** start of ROWS **

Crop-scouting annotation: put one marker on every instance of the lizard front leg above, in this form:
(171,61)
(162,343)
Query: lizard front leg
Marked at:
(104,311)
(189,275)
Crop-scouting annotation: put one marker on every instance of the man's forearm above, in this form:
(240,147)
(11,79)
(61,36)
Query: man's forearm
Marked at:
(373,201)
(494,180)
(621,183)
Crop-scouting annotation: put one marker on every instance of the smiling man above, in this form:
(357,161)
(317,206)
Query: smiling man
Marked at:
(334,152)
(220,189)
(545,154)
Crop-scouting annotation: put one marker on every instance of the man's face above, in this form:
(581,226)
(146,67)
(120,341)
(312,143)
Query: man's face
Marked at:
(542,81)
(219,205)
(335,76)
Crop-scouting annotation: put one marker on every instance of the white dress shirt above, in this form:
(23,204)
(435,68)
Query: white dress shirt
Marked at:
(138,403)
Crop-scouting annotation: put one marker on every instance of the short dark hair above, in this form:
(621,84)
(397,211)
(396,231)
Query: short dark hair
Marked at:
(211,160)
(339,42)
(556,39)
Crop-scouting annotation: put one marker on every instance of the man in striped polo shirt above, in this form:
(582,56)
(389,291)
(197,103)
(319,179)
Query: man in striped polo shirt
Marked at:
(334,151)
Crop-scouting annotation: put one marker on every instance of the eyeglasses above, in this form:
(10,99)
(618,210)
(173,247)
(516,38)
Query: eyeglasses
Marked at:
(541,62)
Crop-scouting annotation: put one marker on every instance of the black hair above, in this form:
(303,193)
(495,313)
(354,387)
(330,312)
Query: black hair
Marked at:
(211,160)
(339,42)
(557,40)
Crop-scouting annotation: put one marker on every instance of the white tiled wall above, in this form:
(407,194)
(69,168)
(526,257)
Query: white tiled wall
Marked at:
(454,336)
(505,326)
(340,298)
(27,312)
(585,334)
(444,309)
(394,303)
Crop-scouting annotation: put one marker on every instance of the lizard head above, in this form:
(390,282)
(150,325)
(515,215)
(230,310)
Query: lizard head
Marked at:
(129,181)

** end of ROWS **

__THE PROBLEM__. Reproduce all of the records above verbatim, keeping every line unchanged.

__EXERCISE RESPONSE__.
Crop-scouting annotation: put one marker on every instance of the lizard front leg above, in this form:
(171,61)
(162,343)
Query: lizard front leg
Marked at:
(104,311)
(189,275)
Crop-scouting annotation: put one marker on every instance of the man's forearm above, in this form:
(240,147)
(11,79)
(61,36)
Query: man's forearm
Marked at:
(373,201)
(494,180)
(621,183)
Crop-scouting annotation: put one marker on every instance of the smiling man above, in this form:
(357,161)
(317,206)
Query: smiling man
Marked at:
(334,152)
(220,189)
(545,154)
Crop-scouting annotation: put one marker on every instance of the man's face above, in this form:
(581,226)
(146,67)
(120,341)
(312,143)
Query: man's face
Marked at:
(542,81)
(219,205)
(335,76)
Crop-scouting annotation: put one marker on every instance of the white dress shirt above, in this form:
(23,204)
(435,68)
Query: white dress shirt
Marked at:
(138,403)
Crop-scouting annotation: put one marker on every instance of the short dark hair above, in this form:
(621,84)
(397,211)
(396,231)
Query: short dark hair
Marked at:
(211,160)
(339,42)
(556,39)
Crop-scouting annotation: put one marker on every instance of the man in striped polo shirt above, in this form:
(582,56)
(389,291)
(197,103)
(319,179)
Query: man in striped polo shirt
Marked at:
(334,151)
Crop-scouting annotation: put one marker on every instance of the eyeglasses above, in this form:
(10,99)
(618,210)
(173,247)
(516,38)
Query: eyeglasses
Marked at:
(541,62)
Crop-scouting annotation: put one marker on every instance of the black hair above, in this form:
(303,193)
(495,313)
(354,387)
(330,312)
Query: black hair
Marked at:
(211,160)
(339,42)
(557,40)
Crop-scouting annotation: put one marker on every instance of the white tiled wall above, in this form:
(407,194)
(69,168)
(526,257)
Query: white tiled wall
Marked at:
(454,336)
(505,326)
(340,298)
(27,312)
(585,334)
(444,309)
(394,303)
Crop-scouting annotation: put one marker on every instance of the lizard head above, in this form:
(390,282)
(150,325)
(515,215)
(230,310)
Query: lizard head
Marked at:
(129,181)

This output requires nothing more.